── Document section

Provincial Court

Decision Information

Decision Content

PROVINCIAL COURT OF NOVA SCOTIA

Cite as: R. v. Smith, 2012 NSPC 95

 

Date: 20121009

Docket: 2430319

Registry: Pictou

 

 

Between:

Her Majesty the Queen

 

v.

 

Nicholas Cory Kevin Smith

Shawn Cassell

 

DECISION ON MOTION TO EXCLUDE EVIDENCE

 

Revised decision:            A typographical error in para. 27 is corrected, and reference in para. 40 to sentencing is replaced by reference to Charter.   This decision replaces the previously released decision.

 

Judge:                            The Honourable Judge Del W. Atwood

 

Heard:                           October 9, 2012, at Pictou, Nova Scotia

 

Charge:                          Section 4(1) Controlled Drugs and Substances Act

 

Counsel:                         Bronwyn Duffy for the Federal Prosecution Service

Douglas Lloy for Shawn Cassell

Stephen Robertson for Nicholas Cory Kevin Smith


[ORALLY]:

 

Synopsis

[1]     The Court has for decision the case of Nicholas Cory Kevin Smith and Shawn Cassell.  Mr. Smith and Mr. Cassell were charged  and tried jointly in relation to an information alleging that:

 . . . on or about the 19th of November, 2011, at or near Alma, Pictou County, Nova Scotia, they did unlawfully possess a substance included in schedule II, namely cannabis (marihuana) exceeding 30 g (grams) contrary to Section 4(1) of the Controlled Drugs and Substances Act.

 

 

[2]              This case started out as a routine checkpoint stop which evolved into a warrantless drug search incidental to arrest.  Defence counsel assert that there were insufficient grounds to arrest the accused, rendering the search incidental to arrest unconstitutional.  They seek exclusion of the controlled substance seized by police.  To the contrary, the Crown submits that there were sufficient grounds to make the arrests; the Crown argues as well that the search conducted by police was lawfully incidental to arrest, and that the controlled substances seized ought to be admitted into evidence at trial. 

 

[3]              For the reasons that follow, I find that the arrests of Mr. Smith and Mr. Cassell were based on insufficient grounds. Accordingly, the search incidental to arrest was unconstitutional. Applying the analysis set out in R. v. Grant,[1] I find that the seized evidence ought to be excluded pursuant to sub-section 24(2) of the Charter.

Summary of the evidence


[4]     On November 19th, 2011, Cst. Jason Lee Roy and Cst. John Robert Caughey were conducting an organized checkpoint on the #4 Highway in Alma, Pictou County, Nova Scotia.  At some point in time between 8:15 p.m. to 8:20 p.m.,  Nicholas Cory Kevin Smith drove up to this checkpoint in a  normal manner.  The co-accused, Shawn Cassell, was seated in the passenger seat.  Cst. Roy and Cst. Caughey were called as Crown witnesses on an admissibility voir dire that was convened at the start of the trial.  As the arrests in this case and the search that led to the discovery of the challenged evidence were carried out by Cst. Roy, I will focus mainly on his evidence.  I find that he had a better recollection of what happened, in any event.  After Mr. Smith stopped at the checkpoint, Cst. Roy put his head near the open drivers window and spoke to Mr. Smith.  He asked Mr. Smith for the usual driving documents and engaged him in casual conversation.  Cst. Roy then detected  what he described as a hint of an odour of marihuana emanating from Mr. Smiths breath, as if he had smoked marihuana.  As the officer continued to speak with Mr. Smith, he began to perceive a stronger odour of raw, fresh marihuana coming from within the vehicle.  Cst. Roy testified that it was then that he formed the opinion that there was cannabis marihuana inside the passenger compartment; he proceeded to arrest both Mr. Smith and Mr. Cassell for possession of a controlled substance.

────
── Information shown

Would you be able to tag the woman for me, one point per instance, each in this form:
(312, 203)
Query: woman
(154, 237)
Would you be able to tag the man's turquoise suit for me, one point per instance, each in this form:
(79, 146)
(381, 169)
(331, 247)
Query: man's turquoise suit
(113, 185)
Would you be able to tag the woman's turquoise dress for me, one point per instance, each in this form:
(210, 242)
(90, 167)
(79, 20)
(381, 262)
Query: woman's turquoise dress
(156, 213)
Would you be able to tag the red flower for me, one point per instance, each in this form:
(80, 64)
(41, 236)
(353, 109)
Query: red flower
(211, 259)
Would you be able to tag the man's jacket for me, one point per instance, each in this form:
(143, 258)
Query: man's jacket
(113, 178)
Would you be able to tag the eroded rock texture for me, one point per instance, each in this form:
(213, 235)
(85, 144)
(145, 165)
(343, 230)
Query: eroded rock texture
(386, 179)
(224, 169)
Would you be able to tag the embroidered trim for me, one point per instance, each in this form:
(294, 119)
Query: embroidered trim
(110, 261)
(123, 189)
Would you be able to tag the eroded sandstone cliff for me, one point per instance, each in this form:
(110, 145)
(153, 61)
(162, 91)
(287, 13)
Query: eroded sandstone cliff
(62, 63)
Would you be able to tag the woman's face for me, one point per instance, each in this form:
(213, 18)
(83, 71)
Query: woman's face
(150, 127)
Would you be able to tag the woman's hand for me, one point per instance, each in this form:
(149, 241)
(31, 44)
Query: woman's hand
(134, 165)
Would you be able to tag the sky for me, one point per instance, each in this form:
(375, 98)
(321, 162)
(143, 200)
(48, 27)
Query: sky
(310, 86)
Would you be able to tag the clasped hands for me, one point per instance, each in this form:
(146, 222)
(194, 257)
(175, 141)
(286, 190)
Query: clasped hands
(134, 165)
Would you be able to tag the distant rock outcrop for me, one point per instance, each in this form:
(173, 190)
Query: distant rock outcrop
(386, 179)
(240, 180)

────

## Exercises
- A) List every lawyer named in the court decision and the party each one represents.
- B) Carry the court decision forward from its last sentence.

## The results
- A)
- Bronwyn Duffy, for the Federal Prosecution Service
- Douglas Lloy, for Shawn Cassell
- Stephen Robertson, for Nicholas Cory Kevin Smith

- B)
 

[5]              After escorting Mr. Smith and Mr. Cassell to the rear of Mr. Smiths vehicle and placing them under the charge of Cst. Caughey, Cst. Roy carried out a vehicle search.  The constable found a number of packs of rolling paper in an unspecified location inside the vehicle.  He located prescription bottles, one containing marihuana; then, under the passenger seat, he found a Sobeys shopping bag in which he located a smaller sandwich baggie; inside the baggie was a substantial amount of marihuana, exceeding 30 grams.  Cst. Roy found on the back seat a first-aid kit containing a tin can which held a small number of so-called dime bags.  The officer also found a grinder. 

 

 


Lawful arrest?

[6]     Section 9 of the Canadian Charter of Rights and Freedoms states:

 Everyone has the right not to be arbitrarily detained or imprisoned.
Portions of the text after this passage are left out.